Dataset records about object locations ::

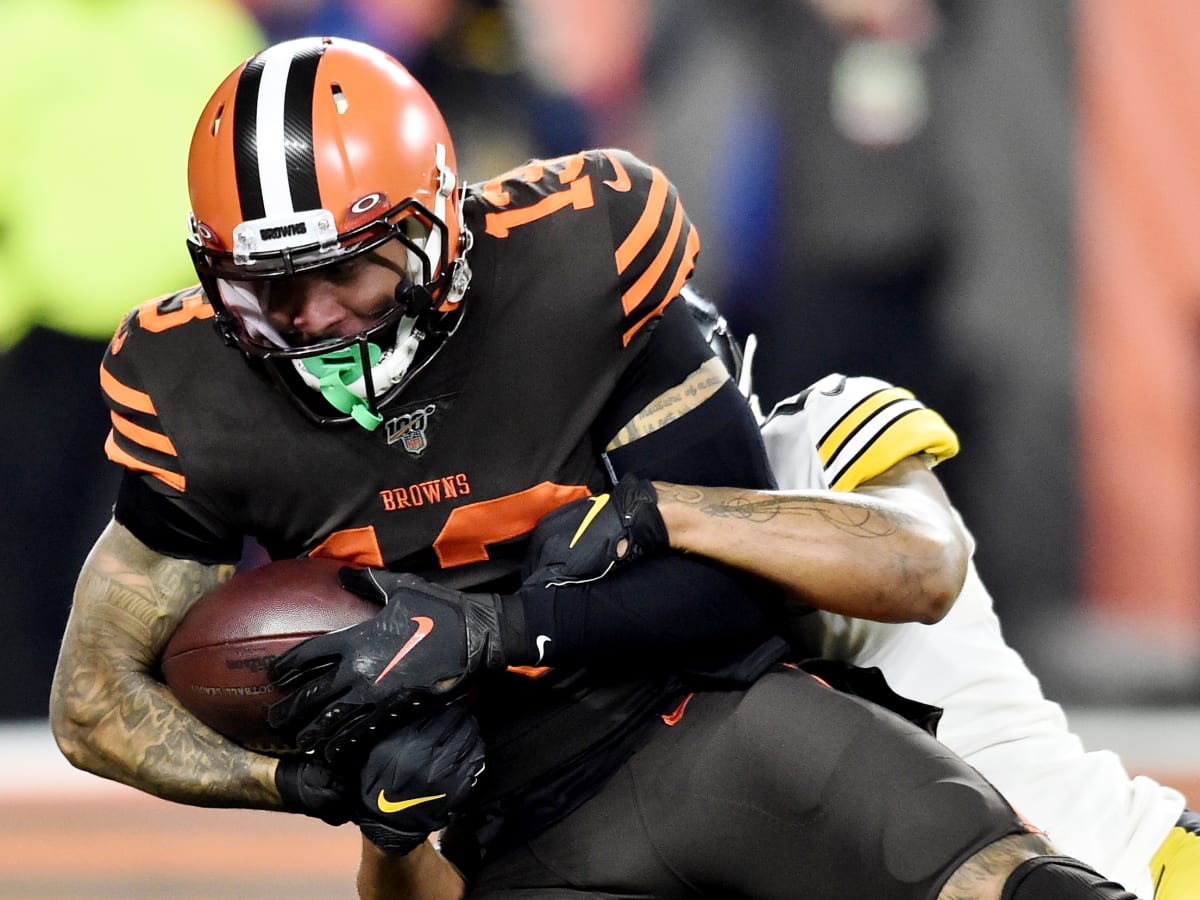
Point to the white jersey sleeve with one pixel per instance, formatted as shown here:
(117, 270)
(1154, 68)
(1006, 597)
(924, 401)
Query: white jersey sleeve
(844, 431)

...

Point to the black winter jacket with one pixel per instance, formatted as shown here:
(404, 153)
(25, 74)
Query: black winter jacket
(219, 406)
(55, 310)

--

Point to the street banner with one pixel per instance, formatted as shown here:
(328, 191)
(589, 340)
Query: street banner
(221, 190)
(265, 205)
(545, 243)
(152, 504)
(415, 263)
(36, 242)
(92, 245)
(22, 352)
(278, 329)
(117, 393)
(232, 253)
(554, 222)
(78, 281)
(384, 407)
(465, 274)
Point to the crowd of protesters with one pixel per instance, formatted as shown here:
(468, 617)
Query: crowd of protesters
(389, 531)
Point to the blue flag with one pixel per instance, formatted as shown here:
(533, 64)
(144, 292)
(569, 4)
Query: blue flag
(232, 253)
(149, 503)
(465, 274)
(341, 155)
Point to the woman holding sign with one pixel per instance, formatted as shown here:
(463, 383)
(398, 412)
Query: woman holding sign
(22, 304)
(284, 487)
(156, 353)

Job ::
Pick out every line in the rows above that contains the word "black", treating uppercase and lowercase letters as different.

Expected output ::
Point to the black winter jacket with one pixel per instance, formatted as shown here:
Query: black winter jacket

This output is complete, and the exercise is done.